◆ JOBS:
1. According to the Labour finance excerpt, how much would Labour's Tax Transparency and Enforcement Programme raise?
2. Extract the passage of the Labour finance excerpt from "Most now accept" to "than its servant.", copying it word for word.

### TEXT EXCERPT

Without action, we are sleepwalking into another crisis. At the rally we are standing up to finance to say never again.

Labour points to the report “Improving Resilience, Increasing Revenue” by economist Professor Avinash Persaud that states:

[An FTT] would bring in a further £4.682bn of revenues, raising the stamp duty on financial transactions to close to £8bn.

Although this is a significant sum, it would still equate to just 1.0 per cent of all taxation, only 5 per cent of the Gross Value Added of the financial sector, and 15 per cent of all corporation taxes.

Mr McDonnell will say that ordinary people are still paying the price for a financial crisis they did not create, while having to endure cuts to public services, stagnating wages and falling living standards.

He is also expected to say:

Most now accept that the crash was caused by a combination of greed and deregulation that turned the City into a multibillion-pound casino.

In addition to the need for greater regulation, one of the key lessons to be learnt from the crash is that never again must we allow finance to become the master of the economy, rather than its servant.

Mr McDonnell will add that Labour in government will set up a Strategic Investment Board. This would incorporate the Treasury, the Bank of England and the government’s business department, with business and trade union leaders to secure and plan long-term investment needed for the fourth industrial revolution.

Another £6.5bn would be raised by Labour’s Tax Transparency and Enforcement Programme, to make wealthy individuals and companies pay their fair share of tax.

Labour is committed to Scandinavian-style public reporting of personal incomes over £1 million to reduce the scope for tax avoidance.

A Labour government will also set up a £250bn National Investment Bank, and consult on breaking up the Royal Bank of Scotland to create local public banks.

######
### DATASET

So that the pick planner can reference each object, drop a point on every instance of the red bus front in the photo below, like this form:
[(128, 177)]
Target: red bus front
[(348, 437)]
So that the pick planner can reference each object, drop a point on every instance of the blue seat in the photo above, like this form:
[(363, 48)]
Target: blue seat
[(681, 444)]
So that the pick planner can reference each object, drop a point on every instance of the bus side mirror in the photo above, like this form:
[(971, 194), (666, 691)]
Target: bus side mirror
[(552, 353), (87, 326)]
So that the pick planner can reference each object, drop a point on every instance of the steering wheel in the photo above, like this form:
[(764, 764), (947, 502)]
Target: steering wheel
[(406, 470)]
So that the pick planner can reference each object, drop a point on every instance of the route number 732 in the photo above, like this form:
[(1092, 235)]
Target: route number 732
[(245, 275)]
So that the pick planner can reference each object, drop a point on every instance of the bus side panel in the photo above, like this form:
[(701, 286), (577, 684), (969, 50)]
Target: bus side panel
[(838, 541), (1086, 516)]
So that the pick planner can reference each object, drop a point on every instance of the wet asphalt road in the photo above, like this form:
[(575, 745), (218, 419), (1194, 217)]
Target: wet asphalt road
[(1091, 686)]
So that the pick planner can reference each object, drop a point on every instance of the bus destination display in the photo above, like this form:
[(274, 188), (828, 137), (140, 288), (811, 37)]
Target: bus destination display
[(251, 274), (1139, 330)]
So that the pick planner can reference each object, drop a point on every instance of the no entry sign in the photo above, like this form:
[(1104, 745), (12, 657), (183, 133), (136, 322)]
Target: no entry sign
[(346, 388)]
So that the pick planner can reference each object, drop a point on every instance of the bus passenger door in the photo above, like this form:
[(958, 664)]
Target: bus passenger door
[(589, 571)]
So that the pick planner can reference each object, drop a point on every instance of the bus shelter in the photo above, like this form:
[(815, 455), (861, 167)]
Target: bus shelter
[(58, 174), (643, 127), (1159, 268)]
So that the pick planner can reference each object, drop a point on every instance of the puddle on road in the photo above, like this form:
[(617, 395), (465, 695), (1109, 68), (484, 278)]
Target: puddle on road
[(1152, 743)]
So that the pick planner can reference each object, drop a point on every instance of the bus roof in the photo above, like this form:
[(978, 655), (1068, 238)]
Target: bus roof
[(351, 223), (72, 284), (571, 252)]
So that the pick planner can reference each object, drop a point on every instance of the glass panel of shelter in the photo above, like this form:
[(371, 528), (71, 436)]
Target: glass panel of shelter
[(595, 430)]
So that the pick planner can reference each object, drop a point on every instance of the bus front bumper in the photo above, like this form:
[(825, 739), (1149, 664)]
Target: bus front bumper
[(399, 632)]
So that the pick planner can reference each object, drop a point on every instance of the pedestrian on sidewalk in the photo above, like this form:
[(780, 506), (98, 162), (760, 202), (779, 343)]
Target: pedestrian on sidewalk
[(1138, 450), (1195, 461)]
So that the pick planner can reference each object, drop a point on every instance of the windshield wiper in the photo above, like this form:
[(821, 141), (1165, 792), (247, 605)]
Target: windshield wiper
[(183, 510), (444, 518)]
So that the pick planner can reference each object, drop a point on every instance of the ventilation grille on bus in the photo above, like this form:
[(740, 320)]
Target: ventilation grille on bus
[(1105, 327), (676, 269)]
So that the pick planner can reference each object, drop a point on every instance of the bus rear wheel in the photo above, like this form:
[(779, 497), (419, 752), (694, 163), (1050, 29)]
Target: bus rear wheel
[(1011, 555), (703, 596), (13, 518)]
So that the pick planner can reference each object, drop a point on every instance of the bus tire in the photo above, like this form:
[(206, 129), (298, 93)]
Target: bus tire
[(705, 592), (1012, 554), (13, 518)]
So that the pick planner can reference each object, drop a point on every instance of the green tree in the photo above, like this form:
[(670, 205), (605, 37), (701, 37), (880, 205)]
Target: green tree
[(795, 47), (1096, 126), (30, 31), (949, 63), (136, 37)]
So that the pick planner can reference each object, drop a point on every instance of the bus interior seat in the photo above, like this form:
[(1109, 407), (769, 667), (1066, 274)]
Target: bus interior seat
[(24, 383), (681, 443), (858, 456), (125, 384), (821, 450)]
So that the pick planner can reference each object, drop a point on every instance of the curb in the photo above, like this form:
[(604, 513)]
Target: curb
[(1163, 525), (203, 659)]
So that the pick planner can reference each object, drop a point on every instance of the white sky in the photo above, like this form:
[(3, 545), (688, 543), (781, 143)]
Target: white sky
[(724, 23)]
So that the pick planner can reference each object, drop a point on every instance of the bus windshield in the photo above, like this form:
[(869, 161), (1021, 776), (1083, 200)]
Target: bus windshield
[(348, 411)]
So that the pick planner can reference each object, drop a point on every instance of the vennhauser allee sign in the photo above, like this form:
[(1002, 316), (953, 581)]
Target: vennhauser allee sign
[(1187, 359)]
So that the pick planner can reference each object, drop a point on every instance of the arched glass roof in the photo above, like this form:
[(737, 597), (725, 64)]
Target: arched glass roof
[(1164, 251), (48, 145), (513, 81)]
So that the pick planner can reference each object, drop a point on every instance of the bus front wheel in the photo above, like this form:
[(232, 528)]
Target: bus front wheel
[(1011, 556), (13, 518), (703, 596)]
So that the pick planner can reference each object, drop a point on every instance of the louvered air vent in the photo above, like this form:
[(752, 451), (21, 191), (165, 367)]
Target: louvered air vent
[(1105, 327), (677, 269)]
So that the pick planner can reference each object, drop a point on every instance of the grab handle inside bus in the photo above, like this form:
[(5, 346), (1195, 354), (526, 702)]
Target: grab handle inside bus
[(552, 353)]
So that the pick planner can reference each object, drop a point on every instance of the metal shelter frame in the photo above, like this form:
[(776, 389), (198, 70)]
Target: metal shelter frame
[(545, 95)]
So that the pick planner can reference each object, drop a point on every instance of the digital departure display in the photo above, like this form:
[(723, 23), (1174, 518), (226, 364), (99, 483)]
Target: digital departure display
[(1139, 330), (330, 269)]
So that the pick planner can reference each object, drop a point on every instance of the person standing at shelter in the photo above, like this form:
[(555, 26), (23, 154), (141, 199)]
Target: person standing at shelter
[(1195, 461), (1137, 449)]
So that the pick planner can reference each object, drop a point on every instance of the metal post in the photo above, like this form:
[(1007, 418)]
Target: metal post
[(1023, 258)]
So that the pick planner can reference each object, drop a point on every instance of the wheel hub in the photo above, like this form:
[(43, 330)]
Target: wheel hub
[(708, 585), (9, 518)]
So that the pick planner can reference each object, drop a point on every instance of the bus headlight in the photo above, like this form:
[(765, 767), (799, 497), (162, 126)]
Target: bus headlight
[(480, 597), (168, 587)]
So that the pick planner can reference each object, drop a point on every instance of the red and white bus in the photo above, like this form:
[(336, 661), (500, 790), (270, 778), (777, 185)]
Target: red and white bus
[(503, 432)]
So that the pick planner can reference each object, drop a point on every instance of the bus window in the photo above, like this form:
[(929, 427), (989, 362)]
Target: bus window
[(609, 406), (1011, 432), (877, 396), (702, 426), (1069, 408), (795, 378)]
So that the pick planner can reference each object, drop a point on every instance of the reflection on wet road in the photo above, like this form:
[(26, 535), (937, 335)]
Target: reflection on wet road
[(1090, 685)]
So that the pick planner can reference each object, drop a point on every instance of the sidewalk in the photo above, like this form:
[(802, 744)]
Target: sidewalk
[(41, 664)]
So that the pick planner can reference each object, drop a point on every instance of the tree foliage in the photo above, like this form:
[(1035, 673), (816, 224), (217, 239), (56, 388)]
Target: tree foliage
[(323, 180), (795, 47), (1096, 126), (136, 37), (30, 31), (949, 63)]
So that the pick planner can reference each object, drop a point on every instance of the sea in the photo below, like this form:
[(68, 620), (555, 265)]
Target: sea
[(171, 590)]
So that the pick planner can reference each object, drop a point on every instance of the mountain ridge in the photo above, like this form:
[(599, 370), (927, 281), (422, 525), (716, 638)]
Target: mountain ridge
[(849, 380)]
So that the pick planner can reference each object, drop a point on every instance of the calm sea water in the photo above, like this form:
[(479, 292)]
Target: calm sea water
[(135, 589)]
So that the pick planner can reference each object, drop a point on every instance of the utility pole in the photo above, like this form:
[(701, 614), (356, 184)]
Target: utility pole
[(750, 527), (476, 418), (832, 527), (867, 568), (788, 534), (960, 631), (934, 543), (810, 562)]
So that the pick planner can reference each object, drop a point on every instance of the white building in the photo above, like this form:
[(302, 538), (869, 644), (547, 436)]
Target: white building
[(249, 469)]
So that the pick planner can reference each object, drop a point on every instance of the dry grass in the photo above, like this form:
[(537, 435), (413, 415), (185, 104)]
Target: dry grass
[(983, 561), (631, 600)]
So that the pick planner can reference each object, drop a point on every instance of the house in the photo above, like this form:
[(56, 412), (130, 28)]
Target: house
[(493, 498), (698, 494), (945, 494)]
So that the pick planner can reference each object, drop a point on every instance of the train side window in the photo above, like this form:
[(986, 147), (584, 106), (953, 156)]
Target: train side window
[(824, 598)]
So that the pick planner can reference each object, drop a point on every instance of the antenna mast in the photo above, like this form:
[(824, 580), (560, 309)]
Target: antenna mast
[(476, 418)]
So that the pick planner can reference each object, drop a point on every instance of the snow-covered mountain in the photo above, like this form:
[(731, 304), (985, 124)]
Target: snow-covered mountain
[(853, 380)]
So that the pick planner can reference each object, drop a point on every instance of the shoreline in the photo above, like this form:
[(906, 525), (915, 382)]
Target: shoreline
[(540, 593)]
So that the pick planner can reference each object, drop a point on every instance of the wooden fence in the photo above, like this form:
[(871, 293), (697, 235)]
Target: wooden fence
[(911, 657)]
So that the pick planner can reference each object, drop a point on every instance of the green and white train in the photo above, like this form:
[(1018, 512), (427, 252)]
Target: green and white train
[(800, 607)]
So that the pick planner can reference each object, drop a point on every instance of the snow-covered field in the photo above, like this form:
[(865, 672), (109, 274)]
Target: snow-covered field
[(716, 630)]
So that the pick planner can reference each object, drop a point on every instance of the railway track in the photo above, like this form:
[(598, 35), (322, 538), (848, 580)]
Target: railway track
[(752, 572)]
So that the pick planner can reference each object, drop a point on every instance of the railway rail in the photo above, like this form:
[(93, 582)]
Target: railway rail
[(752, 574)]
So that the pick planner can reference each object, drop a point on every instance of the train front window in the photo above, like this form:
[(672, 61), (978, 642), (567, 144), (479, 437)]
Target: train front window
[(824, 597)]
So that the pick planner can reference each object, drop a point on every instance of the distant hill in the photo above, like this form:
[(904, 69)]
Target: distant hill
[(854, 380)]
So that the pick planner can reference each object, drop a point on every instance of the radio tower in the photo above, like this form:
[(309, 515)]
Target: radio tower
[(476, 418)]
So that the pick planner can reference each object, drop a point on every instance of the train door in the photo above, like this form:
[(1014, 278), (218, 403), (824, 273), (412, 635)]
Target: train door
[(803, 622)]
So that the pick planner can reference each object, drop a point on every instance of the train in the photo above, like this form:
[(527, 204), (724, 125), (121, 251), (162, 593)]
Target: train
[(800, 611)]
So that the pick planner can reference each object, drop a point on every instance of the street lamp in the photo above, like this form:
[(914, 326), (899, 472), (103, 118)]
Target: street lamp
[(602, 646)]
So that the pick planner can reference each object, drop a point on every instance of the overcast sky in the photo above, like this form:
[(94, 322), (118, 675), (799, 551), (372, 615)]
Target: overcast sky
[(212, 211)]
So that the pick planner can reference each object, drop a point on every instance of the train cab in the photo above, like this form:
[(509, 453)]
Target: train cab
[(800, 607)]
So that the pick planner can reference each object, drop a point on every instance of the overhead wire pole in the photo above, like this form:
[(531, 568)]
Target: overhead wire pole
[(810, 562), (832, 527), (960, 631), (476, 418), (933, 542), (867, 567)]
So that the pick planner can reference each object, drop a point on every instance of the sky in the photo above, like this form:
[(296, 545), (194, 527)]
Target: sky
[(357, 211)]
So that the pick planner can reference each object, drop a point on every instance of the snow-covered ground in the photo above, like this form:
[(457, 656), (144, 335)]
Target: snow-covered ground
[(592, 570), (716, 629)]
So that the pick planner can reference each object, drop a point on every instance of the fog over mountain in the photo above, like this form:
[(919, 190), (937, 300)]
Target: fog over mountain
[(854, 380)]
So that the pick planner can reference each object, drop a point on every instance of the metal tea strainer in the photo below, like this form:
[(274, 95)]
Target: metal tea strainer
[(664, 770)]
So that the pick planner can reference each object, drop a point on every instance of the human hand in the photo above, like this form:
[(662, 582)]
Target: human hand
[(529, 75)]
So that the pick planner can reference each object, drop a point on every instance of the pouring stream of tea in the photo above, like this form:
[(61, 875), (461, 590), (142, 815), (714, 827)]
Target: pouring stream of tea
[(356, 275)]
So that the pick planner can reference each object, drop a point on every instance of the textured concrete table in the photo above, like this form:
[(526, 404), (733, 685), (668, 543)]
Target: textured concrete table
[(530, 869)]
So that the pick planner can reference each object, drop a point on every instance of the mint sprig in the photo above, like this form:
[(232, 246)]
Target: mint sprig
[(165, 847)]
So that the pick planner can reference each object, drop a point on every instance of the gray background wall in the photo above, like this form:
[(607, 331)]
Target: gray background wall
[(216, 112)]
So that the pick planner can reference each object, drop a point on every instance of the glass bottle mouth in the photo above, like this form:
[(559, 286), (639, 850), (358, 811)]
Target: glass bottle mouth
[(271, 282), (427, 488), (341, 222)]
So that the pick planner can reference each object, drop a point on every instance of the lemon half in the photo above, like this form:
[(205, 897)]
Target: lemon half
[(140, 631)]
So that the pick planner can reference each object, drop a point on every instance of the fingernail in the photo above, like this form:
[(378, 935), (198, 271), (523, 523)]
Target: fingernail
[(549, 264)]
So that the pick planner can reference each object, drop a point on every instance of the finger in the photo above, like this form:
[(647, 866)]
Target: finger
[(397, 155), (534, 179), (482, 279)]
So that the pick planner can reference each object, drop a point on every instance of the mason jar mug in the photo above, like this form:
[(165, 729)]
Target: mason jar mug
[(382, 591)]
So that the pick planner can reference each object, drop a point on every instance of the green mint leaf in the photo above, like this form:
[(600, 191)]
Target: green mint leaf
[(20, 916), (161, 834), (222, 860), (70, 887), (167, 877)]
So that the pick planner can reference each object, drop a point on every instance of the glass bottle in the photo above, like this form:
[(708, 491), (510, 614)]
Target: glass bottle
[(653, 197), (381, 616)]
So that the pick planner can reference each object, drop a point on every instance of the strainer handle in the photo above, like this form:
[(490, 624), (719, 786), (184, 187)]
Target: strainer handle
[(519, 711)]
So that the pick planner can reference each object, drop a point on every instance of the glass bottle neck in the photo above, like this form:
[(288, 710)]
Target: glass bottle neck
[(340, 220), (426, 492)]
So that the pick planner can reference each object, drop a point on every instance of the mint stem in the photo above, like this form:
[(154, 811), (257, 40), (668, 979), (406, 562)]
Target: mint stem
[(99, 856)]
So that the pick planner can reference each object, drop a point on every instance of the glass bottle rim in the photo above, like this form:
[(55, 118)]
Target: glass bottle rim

######

◆ RESULTS FOR EACH TASK:
1. Another £6.5bn

2.
Most now accept that the crash was caused by a combination of greed and deregulation that turned the City into a multibillion-pound casino.

In addition to the need for greater regulation, one of the key lessons to be learnt from the crash is that never again must we allow finance to become the master of the economy, rather than its servant.